## The problem:
Rewrite all of the records below, putting "image" wherever "photograph" appears and leaving every other part unchanged.

## Source data:
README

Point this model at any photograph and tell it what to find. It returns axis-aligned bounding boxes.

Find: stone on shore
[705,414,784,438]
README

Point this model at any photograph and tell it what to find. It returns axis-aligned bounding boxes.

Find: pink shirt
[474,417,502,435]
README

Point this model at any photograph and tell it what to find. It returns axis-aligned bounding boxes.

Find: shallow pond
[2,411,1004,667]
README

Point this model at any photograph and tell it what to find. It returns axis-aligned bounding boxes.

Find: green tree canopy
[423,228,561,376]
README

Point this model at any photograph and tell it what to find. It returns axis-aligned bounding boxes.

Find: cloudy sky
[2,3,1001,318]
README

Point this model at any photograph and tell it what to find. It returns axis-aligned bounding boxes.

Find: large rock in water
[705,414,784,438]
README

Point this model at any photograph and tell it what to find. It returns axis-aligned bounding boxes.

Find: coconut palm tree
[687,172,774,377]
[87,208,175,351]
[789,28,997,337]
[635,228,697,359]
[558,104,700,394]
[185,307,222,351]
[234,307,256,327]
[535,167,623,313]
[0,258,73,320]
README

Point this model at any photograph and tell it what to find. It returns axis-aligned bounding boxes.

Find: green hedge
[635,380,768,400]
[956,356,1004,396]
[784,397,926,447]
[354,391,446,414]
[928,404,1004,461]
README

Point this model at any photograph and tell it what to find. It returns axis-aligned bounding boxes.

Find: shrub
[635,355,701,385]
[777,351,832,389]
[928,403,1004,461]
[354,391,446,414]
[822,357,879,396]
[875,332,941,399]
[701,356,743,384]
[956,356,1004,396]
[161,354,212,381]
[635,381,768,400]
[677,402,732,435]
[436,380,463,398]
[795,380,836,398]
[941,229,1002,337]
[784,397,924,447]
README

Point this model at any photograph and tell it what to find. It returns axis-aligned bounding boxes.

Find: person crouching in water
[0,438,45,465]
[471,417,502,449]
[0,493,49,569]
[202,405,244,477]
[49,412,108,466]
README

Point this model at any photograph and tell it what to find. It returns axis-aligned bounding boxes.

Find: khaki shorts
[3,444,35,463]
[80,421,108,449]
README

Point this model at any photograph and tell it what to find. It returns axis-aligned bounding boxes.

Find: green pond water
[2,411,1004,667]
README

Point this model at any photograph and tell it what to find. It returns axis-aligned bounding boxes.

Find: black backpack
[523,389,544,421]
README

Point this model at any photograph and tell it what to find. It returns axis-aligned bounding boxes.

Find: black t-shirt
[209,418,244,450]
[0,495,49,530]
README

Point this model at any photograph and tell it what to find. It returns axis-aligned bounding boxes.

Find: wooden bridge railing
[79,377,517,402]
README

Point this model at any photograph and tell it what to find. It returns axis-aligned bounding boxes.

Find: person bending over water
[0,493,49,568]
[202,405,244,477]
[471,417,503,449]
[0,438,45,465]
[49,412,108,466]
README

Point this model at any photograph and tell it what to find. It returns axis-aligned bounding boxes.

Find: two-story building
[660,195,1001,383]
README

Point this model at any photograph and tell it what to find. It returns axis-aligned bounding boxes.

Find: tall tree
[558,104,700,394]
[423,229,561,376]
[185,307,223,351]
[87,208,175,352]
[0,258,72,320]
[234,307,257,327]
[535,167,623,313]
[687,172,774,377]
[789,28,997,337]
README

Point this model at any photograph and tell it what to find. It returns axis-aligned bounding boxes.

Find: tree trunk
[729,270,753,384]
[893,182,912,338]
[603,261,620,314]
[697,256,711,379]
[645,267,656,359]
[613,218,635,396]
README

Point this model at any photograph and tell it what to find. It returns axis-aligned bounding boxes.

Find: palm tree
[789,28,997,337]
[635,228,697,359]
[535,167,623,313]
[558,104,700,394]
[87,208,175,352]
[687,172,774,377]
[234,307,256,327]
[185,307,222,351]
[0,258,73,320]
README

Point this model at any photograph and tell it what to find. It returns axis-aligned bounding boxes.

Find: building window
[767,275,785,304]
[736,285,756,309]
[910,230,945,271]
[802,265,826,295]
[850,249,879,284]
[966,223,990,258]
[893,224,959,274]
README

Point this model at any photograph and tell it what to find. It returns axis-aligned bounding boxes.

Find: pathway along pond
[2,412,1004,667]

## Written reply:
README

Point this model at any image and tell it what to find. It returns axis-aligned bounding boxes.

Find: stone on shore
[705,414,784,438]
README

Point this model at any image and tell it what to find. It returns axis-aligned bounding boxes.

Find: pink shirt
[474,417,502,435]
README

Point this model at any image and tell it what to find. It returns axis-aligned bounding boxes.

Find: shallow pond
[2,411,1004,667]
README

Point this model at any image and tell it what to find. It returns axis-aligned bounding boxes.

Find: green tree canopy
[423,228,561,376]
README

Point this model at any image and tell it what to find. It returns axis-aligned bounding boxes.

Find: cloudy sky
[2,3,1001,318]
README

Point this model at any image and tell it what to find. It returns axis-aligned bounding boxes.

Find: large rock in water
[705,414,784,438]
README

Point this model at any image and tell it what to find. It returns axis-aligned bounding boxes.

Find: coconut palm tree
[687,172,774,377]
[87,208,175,351]
[789,28,997,337]
[635,228,697,359]
[558,104,700,394]
[185,307,222,351]
[234,307,256,327]
[535,167,623,313]
[0,258,73,320]
README

Point this model at any image and tell it what to find. It returns axis-aligned bounding boxes.

Find: green hedge
[635,380,768,400]
[956,356,1004,396]
[784,397,926,447]
[354,391,446,414]
[928,404,1004,461]
README

Point this model at any image and tell it what to find. It returns axis-aligned bounding boxes.

Find: shrub
[635,355,701,385]
[777,351,832,389]
[928,403,1004,461]
[354,391,446,414]
[822,357,879,396]
[875,332,941,399]
[701,356,743,384]
[956,356,1004,396]
[161,354,212,381]
[635,381,768,400]
[677,402,732,435]
[436,380,463,398]
[795,380,836,398]
[941,229,1002,337]
[784,397,924,447]
README

Point this model at any image and tell it what to find. It returns axis-aligned bounding boxes.

Find: person crouching in water
[0,438,45,465]
[471,417,502,449]
[0,493,49,569]
[202,405,244,477]
[49,412,108,466]
README

Point this model at any image and tell it what to find. It returns axis-aligned bounding boxes.

Find: khaki shorts
[3,444,35,463]
[80,421,108,449]
README

Point this model at any image and tell it what to find. It returns axis-aligned bounding boxes.

Find: green pond water
[2,411,1004,667]
README

Point this model at any image and tell it what to find. It returns axis-aligned bounding boxes.

Find: black backpack
[523,389,544,421]
README

Point this model at any image and tell it what to find. It returns axis-aligned bounding boxes.

Find: black t-shirt
[209,418,244,450]
[0,495,49,530]
README

Point this model at any image and tell it what to find. It returns axis-aligned bounding boxes.

Find: wooden bridge railing
[79,377,517,402]
README

Point this model at any image and tell it what to find. It returns axis-aligned bounding boxes.

Find: person bending over water
[0,493,49,568]
[202,405,244,477]
[471,417,503,449]
[0,438,45,465]
[49,412,108,466]
README

Point this model at any image and tell it what to find. It returns axis-aligned bounding boxes.

Find: two-story building
[660,195,1001,383]
README

Point this model at any image and tell it what to find. It returns axis-aligned bounding boxes.

Find: tall tree
[558,104,700,394]
[423,229,561,376]
[185,307,223,351]
[87,208,175,352]
[0,258,72,320]
[234,307,257,327]
[535,167,623,313]
[687,172,774,377]
[789,28,997,337]
README

Point this model at any image and tell it what to find. It returns axis-aligned bounding boxes.

Find: tree trunk
[729,270,753,384]
[893,182,912,338]
[603,261,620,314]
[697,256,711,379]
[645,267,656,359]
[613,218,635,396]
README

Point this model at any image and tell it what to find. It returns axis-aligned bounding boxes.

Find: palm tree
[789,28,997,337]
[635,228,697,359]
[535,167,623,313]
[558,104,700,394]
[87,208,175,352]
[687,172,774,377]
[234,307,256,327]
[185,307,222,351]
[0,258,73,320]
README

Point this model at any image and tell it what to find. It returns axis-aligned bounding boxes.

Find: building window
[767,275,785,304]
[736,285,756,309]
[910,230,945,271]
[802,265,826,295]
[850,249,879,284]
[966,223,990,258]
[893,224,959,274]
README

Point this model at any image and tell it what to find. It returns axis-aligned bounding boxes.

Find: pathway along pond
[2,412,1004,667]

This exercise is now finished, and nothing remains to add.